# Central/North AL GTG- Nov 12



## BigAl205 (May 20, 2009)

*BigAl's Big Birthday Bash!*


I would like to invite everyone over to check out the new garage, listen to some cool audio systems, hang out and cut up with your friends, and help me celebrate my Birthday. We will probably also have a pre-meet and tuning session the night before.

The place: My house in Hayden, AL (about 25 miles north of Birmingham)
The date: Saturday, November 12 
The time: 9AM to 9PM

Optional things to bring:
- your favorite demo music 
- a folding chair
- a camera
- Tools and tuning equipment
- a friend
- a canopy

I'm open for suggestions on what we can get for lunch. I'm leaning towards barbecue, but grilling is an option.

I hope to see you there!


----------



## BigAl205 (May 20, 2009)

*Re: BigAl's Big Birthday Bash! 11/12/16*

List of attendees

1) Alan (BigAl205) 2015 Ford Explorer


----------



## lynchknot (Sep 27, 2014)

*Re: BigAl's Big Birthday Bash! 11/12/16*

Happy Birthday BigAl. If I wasn't so far away i'd be tempted to bring over a Hillary piñata for the birthday bash.


----------



## BigAl205 (May 20, 2009)
#####
*Problem to solve*.
Answer these questions about the birthday bash thread above:
(a) In which town is the host's house, and how far is it from Birmingham?
(b) What vehicle is listed next to Alan's name on the attendee list?
(c) What food is the host leaning toward for lunch?

*Information supplied*.
#####
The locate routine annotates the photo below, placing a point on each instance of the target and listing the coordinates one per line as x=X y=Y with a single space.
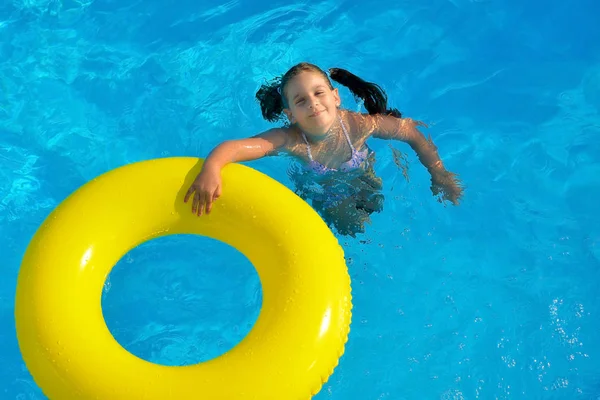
#####
*Final result*.
(a) Hayden, AL, about 25 miles north of Birmingham.
(b) A 2015 Ford Explorer.
(c) Barbecue.